Document segment
━━━━━━━━
These academics believed that their embodied practices gave them wellbeing even if their practice was not always accessible to them due to illness or other constraints. One academic drew their response to the constraints around their practice and wellbeing—with time being the primary one (see Fig. 2). In contrast to their earlier representation of wellbeing, this image uses two colours, both blue and a vibrant red weaving around each other in a spiral. Whilst the shapes are still organic, the lines are harder, more static and less dynamic. The spirals are both in consort and opposition to each other. The word ‘time’ is more fluid, surrounded by wistful circles, evoking the wish to have more time to spend on practice and wellbeing.

Fig. 2
figure 2

‘Constraints on wellbeing ’ (Senior Lecturer in Anthropology, dance)

Some of the participants reflected on the relationship towards their practice when it was constrained or absent. Most participants talked of how their relationship to their practice changed over the years, with it sometimes taking more of a backseat or prominent position within their lives.

I’m not practicing as much as I’d like to… its contribution is as a kind of prompt and a reminder of what I need to do not to restore but to recalibrate my wellbeing . At the moment I don’t feel like I have wellbeing. I feel like I’m kind of torn… I’m not in my body the way I’d like to be. (Senior Lecturer in Anthropology, dance)

I think it’s really key, I mean I’m not always very good at returning to it… I’m not always very good at sort of connecting with my body practice when I’m in a very difficult place but I do recognise that it isand connecting, reconnecting with it won’t always take me out of therebut I still think that it is hugely important to my wellbeing. (Associate Lecturer in Drama, dance and running)
━━━━━━━━
Raw data
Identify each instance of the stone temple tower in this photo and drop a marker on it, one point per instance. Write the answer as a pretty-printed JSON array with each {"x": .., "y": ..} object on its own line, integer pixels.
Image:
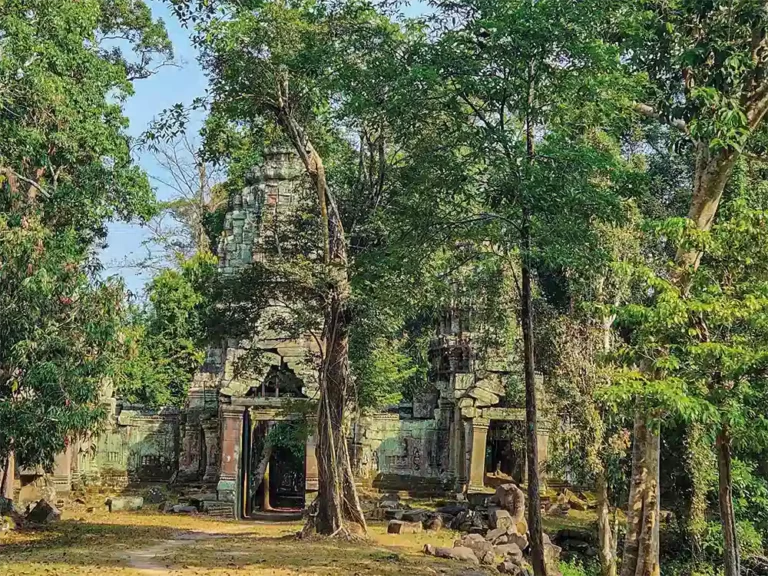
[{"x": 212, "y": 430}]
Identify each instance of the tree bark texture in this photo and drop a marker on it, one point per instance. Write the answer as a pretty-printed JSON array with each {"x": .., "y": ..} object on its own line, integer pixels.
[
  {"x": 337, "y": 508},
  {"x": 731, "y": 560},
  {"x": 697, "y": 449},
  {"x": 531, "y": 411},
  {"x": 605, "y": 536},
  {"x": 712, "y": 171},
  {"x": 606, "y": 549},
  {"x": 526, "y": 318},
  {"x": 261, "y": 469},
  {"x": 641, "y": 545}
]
━━━━━━━━
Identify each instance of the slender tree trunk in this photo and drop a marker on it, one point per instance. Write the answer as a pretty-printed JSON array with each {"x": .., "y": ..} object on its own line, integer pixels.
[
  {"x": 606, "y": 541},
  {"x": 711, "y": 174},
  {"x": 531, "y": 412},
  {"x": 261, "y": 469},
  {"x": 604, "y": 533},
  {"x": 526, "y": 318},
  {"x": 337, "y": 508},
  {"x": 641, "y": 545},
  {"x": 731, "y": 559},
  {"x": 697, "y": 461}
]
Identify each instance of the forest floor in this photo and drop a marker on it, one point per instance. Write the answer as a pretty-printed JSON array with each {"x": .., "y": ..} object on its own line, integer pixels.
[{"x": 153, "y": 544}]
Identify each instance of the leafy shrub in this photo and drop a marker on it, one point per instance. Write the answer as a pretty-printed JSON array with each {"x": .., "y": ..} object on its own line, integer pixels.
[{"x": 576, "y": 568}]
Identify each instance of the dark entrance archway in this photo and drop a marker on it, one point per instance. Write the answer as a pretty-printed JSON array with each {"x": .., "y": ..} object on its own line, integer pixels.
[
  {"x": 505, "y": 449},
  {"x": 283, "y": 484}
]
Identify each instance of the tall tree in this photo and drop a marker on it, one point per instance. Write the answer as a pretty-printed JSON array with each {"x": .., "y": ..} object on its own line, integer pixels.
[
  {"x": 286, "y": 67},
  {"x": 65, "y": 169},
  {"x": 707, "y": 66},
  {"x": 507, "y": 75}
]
━━━━━━━━
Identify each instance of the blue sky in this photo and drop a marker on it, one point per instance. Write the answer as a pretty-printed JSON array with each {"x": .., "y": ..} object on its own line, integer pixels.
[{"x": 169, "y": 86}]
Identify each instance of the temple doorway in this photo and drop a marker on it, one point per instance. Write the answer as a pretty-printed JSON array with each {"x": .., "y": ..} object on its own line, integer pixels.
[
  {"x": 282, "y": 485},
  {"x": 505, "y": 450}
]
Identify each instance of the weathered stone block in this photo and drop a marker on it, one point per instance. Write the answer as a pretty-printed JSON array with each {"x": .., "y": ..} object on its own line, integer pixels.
━━━━━━━━
Your tasks
1: Say whether each statement agrees with the passage on academics' embodied practice and wellbeing, answering yes or no and quoting the deciding words. (a) The image in Fig. 2 uses blue and red. (b) In that image the lines are softer and more dynamic than before. (c) The Senior Lecturer in Anthropology sees practice as a way to restore wellbeing.
2: Write the next part of the passage on academics' embodied practice and wellbeing.

Task-by-task answers
1:
(a) Yes: "this image uses two colours, both blue and a vibrant red weaving around each other in a spiral"
(b) No: "the lines are harder, more static and less dynamic"
(c) No: "not to restore but to recalibrate my wellbeing"

2:
I so don’t do it at the moment it’s hard to grasp. I guess an embodied practice, when I get around to do it, keeps me healthy and alive and less depressed! What does it mean to me? It’s been my life! (Professor of Dance, dance)

They spoke yearningly of wanting to have more of a connection to their body and to their practice. If we return to Bloch’s (2012) idea of the academy as a place devoid of emotion, then it makes sense that these academics are voicing the tensions they feel between the desire they have to have an embodied practice integrated into their life and the environment in which they work where it is not given space or support. This was something that resonated strongly with me, having had experience of ill health and work pressures that led to my practice of yoga and movement reducing from six times a week to a few times a month. Without my practice, I lost a sense of who I was, where I was and what I had to say. My practice is tied to my ability to construct my academic work, although before starting this research project, it was separate to the areas that I was teaching and writing about.

For my participants their practice and the ways in which it impacted on both their identity and attitude to work remained present, however active they were within it. Some of the academics had clear connections between their academic work and their embodied practice.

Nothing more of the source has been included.